YOUR TASK: Among the lines of the records, please find those that contain the word "green" and copy them.

Saved data entries:
........

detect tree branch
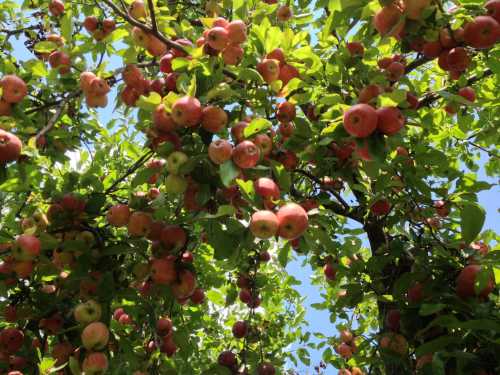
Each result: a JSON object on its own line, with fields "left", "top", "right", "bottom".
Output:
{"left": 104, "top": 150, "right": 155, "bottom": 194}
{"left": 147, "top": 0, "right": 158, "bottom": 33}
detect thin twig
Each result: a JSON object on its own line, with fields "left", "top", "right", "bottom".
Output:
{"left": 147, "top": 0, "right": 158, "bottom": 33}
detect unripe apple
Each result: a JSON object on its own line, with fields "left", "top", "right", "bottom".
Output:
{"left": 82, "top": 352, "right": 109, "bottom": 374}
{"left": 208, "top": 139, "right": 233, "bottom": 164}
{"left": 171, "top": 96, "right": 202, "bottom": 127}
{"left": 201, "top": 105, "right": 228, "bottom": 133}
{"left": 343, "top": 104, "right": 378, "bottom": 138}
{"left": 48, "top": 0, "right": 65, "bottom": 16}
{"left": 232, "top": 140, "right": 260, "bottom": 169}
{"left": 81, "top": 322, "right": 109, "bottom": 350}
{"left": 165, "top": 174, "right": 188, "bottom": 194}
{"left": 250, "top": 210, "right": 279, "bottom": 239}
{"left": 376, "top": 106, "right": 405, "bottom": 135}
{"left": 206, "top": 26, "right": 229, "bottom": 51}
{"left": 373, "top": 5, "right": 405, "bottom": 37}
{"left": 127, "top": 211, "right": 152, "bottom": 237}
{"left": 257, "top": 59, "right": 280, "bottom": 83}
{"left": 277, "top": 203, "right": 308, "bottom": 240}
{"left": 74, "top": 299, "right": 101, "bottom": 324}
{"left": 0, "top": 129, "right": 22, "bottom": 163}
{"left": 129, "top": 0, "right": 146, "bottom": 19}
{"left": 0, "top": 75, "right": 27, "bottom": 103}
{"left": 463, "top": 16, "right": 500, "bottom": 49}
{"left": 166, "top": 151, "right": 188, "bottom": 175}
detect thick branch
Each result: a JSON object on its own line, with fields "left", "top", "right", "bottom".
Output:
{"left": 35, "top": 91, "right": 81, "bottom": 141}
{"left": 405, "top": 55, "right": 430, "bottom": 74}
{"left": 104, "top": 150, "right": 155, "bottom": 194}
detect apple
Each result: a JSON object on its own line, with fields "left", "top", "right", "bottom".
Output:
{"left": 377, "top": 57, "right": 393, "bottom": 69}
{"left": 48, "top": 0, "right": 65, "bottom": 16}
{"left": 208, "top": 139, "right": 233, "bottom": 164}
{"left": 232, "top": 320, "right": 248, "bottom": 338}
{"left": 80, "top": 71, "right": 97, "bottom": 92}
{"left": 250, "top": 210, "right": 279, "bottom": 239}
{"left": 201, "top": 105, "right": 228, "bottom": 133}
{"left": 171, "top": 269, "right": 197, "bottom": 299}
{"left": 266, "top": 48, "right": 286, "bottom": 66}
{"left": 458, "top": 86, "right": 476, "bottom": 102}
{"left": 165, "top": 174, "right": 188, "bottom": 194}
{"left": 151, "top": 257, "right": 177, "bottom": 285}
{"left": 232, "top": 140, "right": 260, "bottom": 169}
{"left": 385, "top": 61, "right": 405, "bottom": 81}
{"left": 0, "top": 75, "right": 27, "bottom": 103}
{"left": 171, "top": 96, "right": 202, "bottom": 127}
{"left": 222, "top": 43, "right": 244, "bottom": 65}
{"left": 160, "top": 335, "right": 177, "bottom": 357}
{"left": 279, "top": 121, "right": 294, "bottom": 137}
{"left": 107, "top": 204, "right": 130, "bottom": 227}
{"left": 456, "top": 265, "right": 494, "bottom": 299}
{"left": 379, "top": 333, "right": 408, "bottom": 355}
{"left": 0, "top": 130, "right": 22, "bottom": 164}
{"left": 0, "top": 328, "right": 24, "bottom": 353}
{"left": 433, "top": 200, "right": 450, "bottom": 217}
{"left": 127, "top": 211, "right": 152, "bottom": 237}
{"left": 370, "top": 199, "right": 391, "bottom": 216}
{"left": 153, "top": 104, "right": 176, "bottom": 132}
{"left": 343, "top": 104, "right": 378, "bottom": 138}
{"left": 373, "top": 5, "right": 405, "bottom": 37}
{"left": 440, "top": 28, "right": 460, "bottom": 48}
{"left": 336, "top": 342, "right": 353, "bottom": 358}
{"left": 88, "top": 77, "right": 110, "bottom": 96}
{"left": 257, "top": 59, "right": 280, "bottom": 83}
{"left": 385, "top": 309, "right": 401, "bottom": 331}
{"left": 51, "top": 341, "right": 73, "bottom": 366}
{"left": 276, "top": 203, "right": 308, "bottom": 240}
{"left": 83, "top": 16, "right": 99, "bottom": 32}
{"left": 206, "top": 26, "right": 229, "bottom": 51}
{"left": 415, "top": 353, "right": 433, "bottom": 370}
{"left": 13, "top": 260, "right": 33, "bottom": 278}
{"left": 404, "top": 0, "right": 431, "bottom": 20}
{"left": 156, "top": 317, "right": 173, "bottom": 335}
{"left": 258, "top": 362, "right": 276, "bottom": 375}
{"left": 231, "top": 121, "right": 248, "bottom": 143}
{"left": 376, "top": 106, "right": 405, "bottom": 135}
{"left": 346, "top": 42, "right": 364, "bottom": 57}
{"left": 132, "top": 26, "right": 150, "bottom": 47}
{"left": 486, "top": 0, "right": 500, "bottom": 22}
{"left": 190, "top": 287, "right": 205, "bottom": 304}
{"left": 447, "top": 47, "right": 470, "bottom": 71}
{"left": 407, "top": 282, "right": 423, "bottom": 303}
{"left": 129, "top": 0, "right": 146, "bottom": 19}
{"left": 227, "top": 20, "right": 247, "bottom": 44}
{"left": 160, "top": 225, "right": 187, "bottom": 252}
{"left": 470, "top": 241, "right": 489, "bottom": 256}
{"left": 213, "top": 17, "right": 229, "bottom": 28}
{"left": 254, "top": 177, "right": 280, "bottom": 201}
{"left": 422, "top": 40, "right": 442, "bottom": 59}
{"left": 338, "top": 370, "right": 352, "bottom": 375}
{"left": 48, "top": 51, "right": 71, "bottom": 74}
{"left": 122, "top": 64, "right": 144, "bottom": 88}
{"left": 253, "top": 133, "right": 273, "bottom": 156}
{"left": 0, "top": 98, "right": 11, "bottom": 116}
{"left": 463, "top": 16, "right": 500, "bottom": 49}
{"left": 86, "top": 94, "right": 108, "bottom": 108}
{"left": 340, "top": 330, "right": 354, "bottom": 343}
{"left": 13, "top": 234, "right": 40, "bottom": 261}
{"left": 81, "top": 322, "right": 109, "bottom": 350}
{"left": 358, "top": 84, "right": 382, "bottom": 104}
{"left": 150, "top": 78, "right": 166, "bottom": 95}
{"left": 279, "top": 63, "right": 299, "bottom": 85}
{"left": 276, "top": 101, "right": 296, "bottom": 123}
{"left": 102, "top": 18, "right": 116, "bottom": 34}
{"left": 74, "top": 300, "right": 101, "bottom": 324}
{"left": 277, "top": 5, "right": 292, "bottom": 22}
{"left": 277, "top": 149, "right": 298, "bottom": 170}
{"left": 405, "top": 92, "right": 419, "bottom": 109}
{"left": 323, "top": 263, "right": 336, "bottom": 280}
{"left": 218, "top": 350, "right": 237, "bottom": 368}
{"left": 159, "top": 53, "right": 174, "bottom": 73}
{"left": 146, "top": 34, "right": 167, "bottom": 56}
{"left": 166, "top": 151, "right": 188, "bottom": 175}
{"left": 82, "top": 352, "right": 109, "bottom": 374}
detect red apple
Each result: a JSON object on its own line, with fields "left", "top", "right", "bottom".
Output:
{"left": 222, "top": 44, "right": 244, "bottom": 65}
{"left": 458, "top": 86, "right": 476, "bottom": 102}
{"left": 171, "top": 96, "right": 202, "bottom": 127}
{"left": 232, "top": 321, "right": 248, "bottom": 338}
{"left": 156, "top": 317, "right": 173, "bottom": 335}
{"left": 227, "top": 20, "right": 247, "bottom": 44}
{"left": 456, "top": 265, "right": 494, "bottom": 299}
{"left": 171, "top": 269, "right": 197, "bottom": 299}
{"left": 258, "top": 362, "right": 276, "bottom": 375}
{"left": 190, "top": 287, "right": 205, "bottom": 304}
{"left": 276, "top": 203, "right": 308, "bottom": 240}
{"left": 160, "top": 225, "right": 187, "bottom": 252}
{"left": 385, "top": 61, "right": 405, "bottom": 81}
{"left": 153, "top": 104, "right": 176, "bottom": 132}
{"left": 407, "top": 282, "right": 423, "bottom": 303}
{"left": 376, "top": 106, "right": 405, "bottom": 135}
{"left": 82, "top": 352, "right": 109, "bottom": 374}
{"left": 340, "top": 330, "right": 354, "bottom": 343}
{"left": 81, "top": 322, "right": 109, "bottom": 350}
{"left": 343, "top": 104, "right": 378, "bottom": 138}
{"left": 201, "top": 105, "right": 228, "bottom": 133}
{"left": 151, "top": 257, "right": 176, "bottom": 285}
{"left": 48, "top": 0, "right": 64, "bottom": 16}
{"left": 385, "top": 309, "right": 401, "bottom": 331}
{"left": 422, "top": 40, "right": 442, "bottom": 59}
{"left": 250, "top": 210, "right": 279, "bottom": 239}
{"left": 336, "top": 342, "right": 353, "bottom": 358}
{"left": 370, "top": 199, "right": 391, "bottom": 216}
{"left": 346, "top": 42, "right": 364, "bottom": 57}
{"left": 127, "top": 211, "right": 152, "bottom": 237}
{"left": 276, "top": 101, "right": 296, "bottom": 123}
{"left": 0, "top": 130, "right": 22, "bottom": 163}
{"left": 323, "top": 262, "right": 336, "bottom": 281}
{"left": 404, "top": 0, "right": 431, "bottom": 20}
{"left": 279, "top": 63, "right": 299, "bottom": 85}
{"left": 107, "top": 204, "right": 130, "bottom": 227}
{"left": 254, "top": 177, "right": 280, "bottom": 201}
{"left": 257, "top": 59, "right": 280, "bottom": 83}
{"left": 14, "top": 234, "right": 40, "bottom": 261}
{"left": 206, "top": 27, "right": 229, "bottom": 51}
{"left": 253, "top": 133, "right": 273, "bottom": 156}
{"left": 277, "top": 5, "right": 292, "bottom": 22}
{"left": 358, "top": 84, "right": 382, "bottom": 104}
{"left": 486, "top": 0, "right": 500, "bottom": 22}
{"left": 373, "top": 5, "right": 405, "bottom": 37}
{"left": 159, "top": 53, "right": 174, "bottom": 73}
{"left": 0, "top": 75, "right": 27, "bottom": 103}
{"left": 232, "top": 140, "right": 260, "bottom": 169}
{"left": 208, "top": 139, "right": 233, "bottom": 164}
{"left": 0, "top": 328, "right": 24, "bottom": 354}
{"left": 218, "top": 350, "right": 237, "bottom": 368}
{"left": 266, "top": 48, "right": 286, "bottom": 66}
{"left": 129, "top": 0, "right": 146, "bottom": 19}
{"left": 463, "top": 16, "right": 500, "bottom": 49}
{"left": 447, "top": 47, "right": 470, "bottom": 71}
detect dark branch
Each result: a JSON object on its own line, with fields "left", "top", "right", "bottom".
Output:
{"left": 147, "top": 0, "right": 158, "bottom": 33}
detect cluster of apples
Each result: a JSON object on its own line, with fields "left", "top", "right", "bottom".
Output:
{"left": 0, "top": 74, "right": 27, "bottom": 117}
{"left": 257, "top": 48, "right": 300, "bottom": 86}
{"left": 83, "top": 16, "right": 116, "bottom": 41}
{"left": 334, "top": 330, "right": 359, "bottom": 360}
{"left": 196, "top": 17, "right": 247, "bottom": 65}
{"left": 79, "top": 71, "right": 111, "bottom": 108}
{"left": 0, "top": 327, "right": 26, "bottom": 374}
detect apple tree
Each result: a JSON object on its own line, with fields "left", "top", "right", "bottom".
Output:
{"left": 0, "top": 0, "right": 499, "bottom": 374}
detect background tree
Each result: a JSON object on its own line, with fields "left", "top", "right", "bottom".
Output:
{"left": 0, "top": 0, "right": 498, "bottom": 374}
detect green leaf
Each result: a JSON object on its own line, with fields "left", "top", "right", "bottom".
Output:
{"left": 416, "top": 336, "right": 459, "bottom": 357}
{"left": 460, "top": 202, "right": 485, "bottom": 244}
{"left": 243, "top": 118, "right": 272, "bottom": 139}
{"left": 278, "top": 242, "right": 291, "bottom": 267}
{"left": 419, "top": 303, "right": 446, "bottom": 316}
{"left": 219, "top": 161, "right": 239, "bottom": 187}
{"left": 198, "top": 205, "right": 235, "bottom": 219}
{"left": 60, "top": 9, "right": 73, "bottom": 43}
{"left": 136, "top": 92, "right": 162, "bottom": 111}
{"left": 33, "top": 41, "right": 57, "bottom": 53}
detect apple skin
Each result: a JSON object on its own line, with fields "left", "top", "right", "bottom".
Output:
{"left": 254, "top": 177, "right": 280, "bottom": 201}
{"left": 370, "top": 199, "right": 391, "bottom": 216}
{"left": 151, "top": 257, "right": 177, "bottom": 285}
{"left": 343, "top": 104, "right": 378, "bottom": 138}
{"left": 80, "top": 71, "right": 97, "bottom": 92}
{"left": 127, "top": 212, "right": 152, "bottom": 237}
{"left": 81, "top": 322, "right": 109, "bottom": 351}
{"left": 422, "top": 40, "right": 442, "bottom": 58}
{"left": 14, "top": 234, "right": 41, "bottom": 261}
{"left": 373, "top": 5, "right": 405, "bottom": 37}
{"left": 276, "top": 203, "right": 309, "bottom": 240}
{"left": 129, "top": 0, "right": 146, "bottom": 19}
{"left": 336, "top": 342, "right": 353, "bottom": 358}
{"left": 48, "top": 0, "right": 65, "bottom": 16}
{"left": 404, "top": 0, "right": 431, "bottom": 20}
{"left": 0, "top": 328, "right": 24, "bottom": 354}
{"left": 88, "top": 77, "right": 110, "bottom": 96}
{"left": 456, "top": 265, "right": 494, "bottom": 299}
{"left": 258, "top": 362, "right": 276, "bottom": 375}
{"left": 83, "top": 16, "right": 98, "bottom": 32}
{"left": 276, "top": 101, "right": 296, "bottom": 123}
{"left": 232, "top": 140, "right": 261, "bottom": 169}
{"left": 231, "top": 121, "right": 248, "bottom": 143}
{"left": 257, "top": 59, "right": 280, "bottom": 83}
{"left": 165, "top": 174, "right": 188, "bottom": 194}
{"left": 486, "top": 0, "right": 500, "bottom": 22}
{"left": 266, "top": 48, "right": 286, "bottom": 66}
{"left": 376, "top": 106, "right": 405, "bottom": 135}
{"left": 250, "top": 210, "right": 279, "bottom": 239}
{"left": 222, "top": 44, "right": 244, "bottom": 65}
{"left": 206, "top": 26, "right": 229, "bottom": 51}
{"left": 190, "top": 287, "right": 205, "bottom": 304}
{"left": 156, "top": 317, "right": 173, "bottom": 335}
{"left": 201, "top": 106, "right": 228, "bottom": 133}
{"left": 0, "top": 75, "right": 27, "bottom": 104}
{"left": 463, "top": 16, "right": 500, "bottom": 49}
{"left": 82, "top": 352, "right": 109, "bottom": 375}
{"left": 208, "top": 139, "right": 233, "bottom": 164}
{"left": 458, "top": 86, "right": 476, "bottom": 102}
{"left": 160, "top": 225, "right": 187, "bottom": 252}
{"left": 346, "top": 42, "right": 364, "bottom": 57}
{"left": 277, "top": 5, "right": 293, "bottom": 22}
{"left": 171, "top": 96, "right": 202, "bottom": 127}
{"left": 171, "top": 269, "right": 197, "bottom": 299}
{"left": 340, "top": 330, "right": 354, "bottom": 343}
{"left": 218, "top": 350, "right": 237, "bottom": 368}
{"left": 385, "top": 61, "right": 405, "bottom": 81}
{"left": 253, "top": 133, "right": 273, "bottom": 156}
{"left": 107, "top": 204, "right": 130, "bottom": 227}
{"left": 0, "top": 130, "right": 22, "bottom": 164}
{"left": 160, "top": 335, "right": 178, "bottom": 357}
{"left": 167, "top": 151, "right": 188, "bottom": 175}
{"left": 279, "top": 63, "right": 299, "bottom": 85}
{"left": 358, "top": 84, "right": 382, "bottom": 104}
{"left": 447, "top": 47, "right": 470, "bottom": 71}
{"left": 153, "top": 104, "right": 176, "bottom": 132}
{"left": 122, "top": 64, "right": 144, "bottom": 88}
{"left": 232, "top": 321, "right": 248, "bottom": 338}
{"left": 74, "top": 299, "right": 102, "bottom": 324}
{"left": 227, "top": 20, "right": 247, "bottom": 44}
{"left": 379, "top": 333, "right": 408, "bottom": 355}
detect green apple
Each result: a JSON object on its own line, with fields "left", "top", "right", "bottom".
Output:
{"left": 165, "top": 174, "right": 188, "bottom": 194}
{"left": 74, "top": 299, "right": 102, "bottom": 324}
{"left": 166, "top": 151, "right": 188, "bottom": 175}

........

REPLY:
detect green leaf
detect green apple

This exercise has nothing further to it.